(Page extract):
════════════════════

Central banks across the world will need to create regulations to address a number of issues to ensure that society benefits from new ways of making payments.
Before new forms of digital money “could be used widely, there are issues around the safety of money and macro-economic stability that need to be addressed,” said the Bank of England paper.
The payments industry, technology providers, financial institutions, academics and other central banks are among the group the UK central bank wants to hear from.
Amid the public appetite for digital payments and the reduced use of cash, both of which grew during the Covid-19 pandemic when consumers avoided using cash, the regulator is looking at the potential use of cryptocurrencies.
“The use of physical cash in payments continues to decline, and demand for convenience – especially with regard to e-commerce – has fuelled public appetite for digital payments. Fintech firms, and in some cases big technology firms, are developing alternatives to traditional forms of money,” said Andrew Baily, governor of the Bank of England.
These include cryptoassets that have their value pegged to fiat currencies or exchange traded commodities, known as stablecoins, and the possible introduction of a Central Bank Digital Currency (CBDC), a digital form of central bank money.
“The [Bank of England] has not yet made a decision on its detailed regulatory approach to stablecoins, or on whether to introduce a CBDC in the UK. These questions will need to be considered in consultation with the government,” said Baily.
The Bank of England said the discussion paper is based on the premise that new forms of digital money have the potential to benefit society as a whole. “They could improve the way in which people transact with one another. And they could enable further innovation,” it added.
“Before society can realise potential benefits from new forms of digital money, it is essential that perspectives on these issues from a wide range of stakeholders are understood.”
Central banks across the world are having to device policies on the use of digital currencies, as consumers move away from cash as their main payment method. The pandemic accelerated the move to digital payments, which do not require as much physical contact and potential Covid-19 transmission.

════════════════════

(Material supplied):
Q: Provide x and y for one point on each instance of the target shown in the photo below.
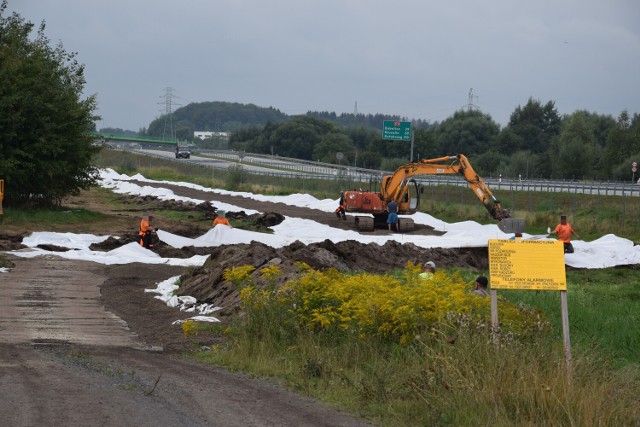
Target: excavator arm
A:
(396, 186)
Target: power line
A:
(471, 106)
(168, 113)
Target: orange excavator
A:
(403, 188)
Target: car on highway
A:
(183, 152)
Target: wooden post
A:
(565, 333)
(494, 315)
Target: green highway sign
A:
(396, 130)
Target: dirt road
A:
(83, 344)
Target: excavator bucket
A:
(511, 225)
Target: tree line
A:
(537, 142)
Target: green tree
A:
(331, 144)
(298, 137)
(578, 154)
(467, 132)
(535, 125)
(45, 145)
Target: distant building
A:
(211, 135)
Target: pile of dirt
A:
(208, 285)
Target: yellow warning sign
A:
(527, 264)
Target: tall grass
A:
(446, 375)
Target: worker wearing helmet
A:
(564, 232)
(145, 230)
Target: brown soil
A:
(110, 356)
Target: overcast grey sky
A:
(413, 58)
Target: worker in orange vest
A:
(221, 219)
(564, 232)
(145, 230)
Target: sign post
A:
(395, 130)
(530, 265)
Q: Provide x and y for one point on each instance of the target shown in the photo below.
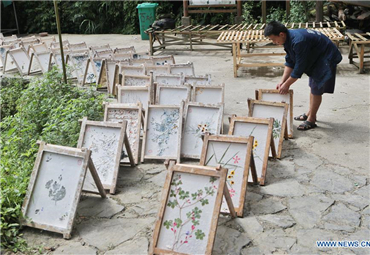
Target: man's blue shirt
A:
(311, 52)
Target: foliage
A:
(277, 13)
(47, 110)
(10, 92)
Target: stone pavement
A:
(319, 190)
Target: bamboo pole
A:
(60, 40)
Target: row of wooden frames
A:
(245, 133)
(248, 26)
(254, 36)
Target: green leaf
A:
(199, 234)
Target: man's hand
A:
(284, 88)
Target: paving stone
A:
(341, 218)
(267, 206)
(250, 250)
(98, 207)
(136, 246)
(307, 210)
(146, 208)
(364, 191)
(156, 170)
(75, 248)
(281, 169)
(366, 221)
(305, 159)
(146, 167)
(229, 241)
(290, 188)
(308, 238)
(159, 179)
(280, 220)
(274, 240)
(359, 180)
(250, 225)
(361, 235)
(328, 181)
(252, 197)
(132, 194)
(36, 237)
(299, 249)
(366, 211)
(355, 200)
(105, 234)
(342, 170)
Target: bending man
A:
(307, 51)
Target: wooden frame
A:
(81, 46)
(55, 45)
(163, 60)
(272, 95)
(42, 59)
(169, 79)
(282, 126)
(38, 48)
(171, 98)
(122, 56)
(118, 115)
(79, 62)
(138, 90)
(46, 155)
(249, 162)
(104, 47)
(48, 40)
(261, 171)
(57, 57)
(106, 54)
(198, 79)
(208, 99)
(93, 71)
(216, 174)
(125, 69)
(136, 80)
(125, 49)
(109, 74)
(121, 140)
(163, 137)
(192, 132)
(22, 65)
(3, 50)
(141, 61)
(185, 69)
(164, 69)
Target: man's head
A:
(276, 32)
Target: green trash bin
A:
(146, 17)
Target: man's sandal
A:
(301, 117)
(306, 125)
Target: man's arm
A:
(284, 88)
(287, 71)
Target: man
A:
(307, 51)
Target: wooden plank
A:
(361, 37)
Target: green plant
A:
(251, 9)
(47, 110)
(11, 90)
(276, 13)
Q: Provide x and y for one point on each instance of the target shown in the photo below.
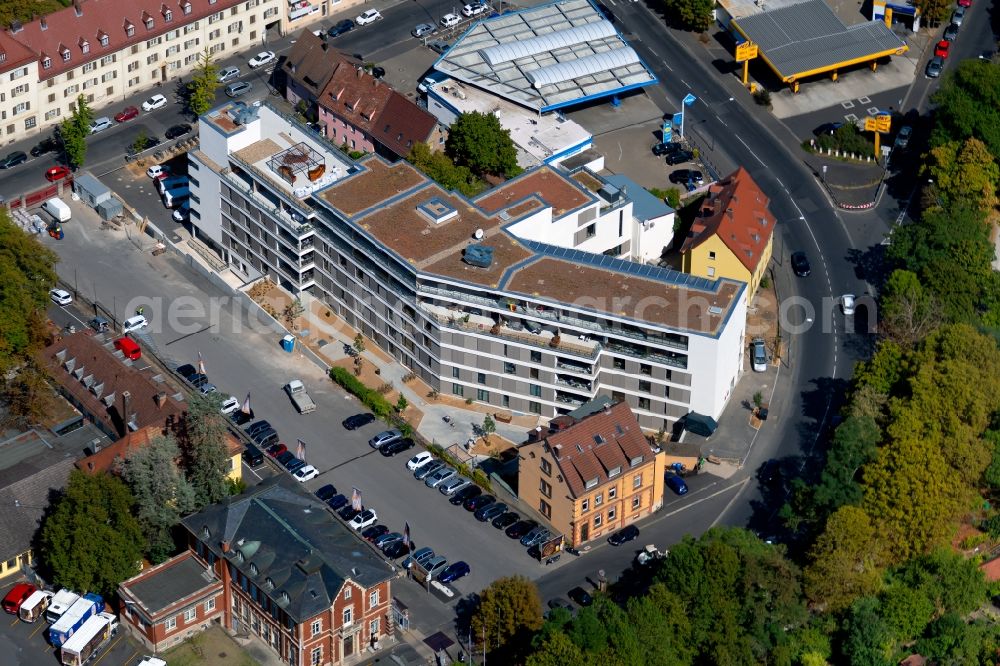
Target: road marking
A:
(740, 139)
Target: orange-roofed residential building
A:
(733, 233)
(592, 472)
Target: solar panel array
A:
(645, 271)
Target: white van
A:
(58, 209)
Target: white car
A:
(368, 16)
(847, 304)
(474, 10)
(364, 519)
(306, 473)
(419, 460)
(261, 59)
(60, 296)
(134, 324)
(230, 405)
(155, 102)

════════════════════

(Exercise objective): Quote everything in the digital-money text above from "These include cryptoassets" down to "central bank money.", word for word.

(Finished exercise):
These include cryptoassets that have their value pegged to fiat currencies or exchange traded commodities, known as stablecoins, and the possible introduction of a Central Bank Digital Currency (CBDC), a digital form of central bank money.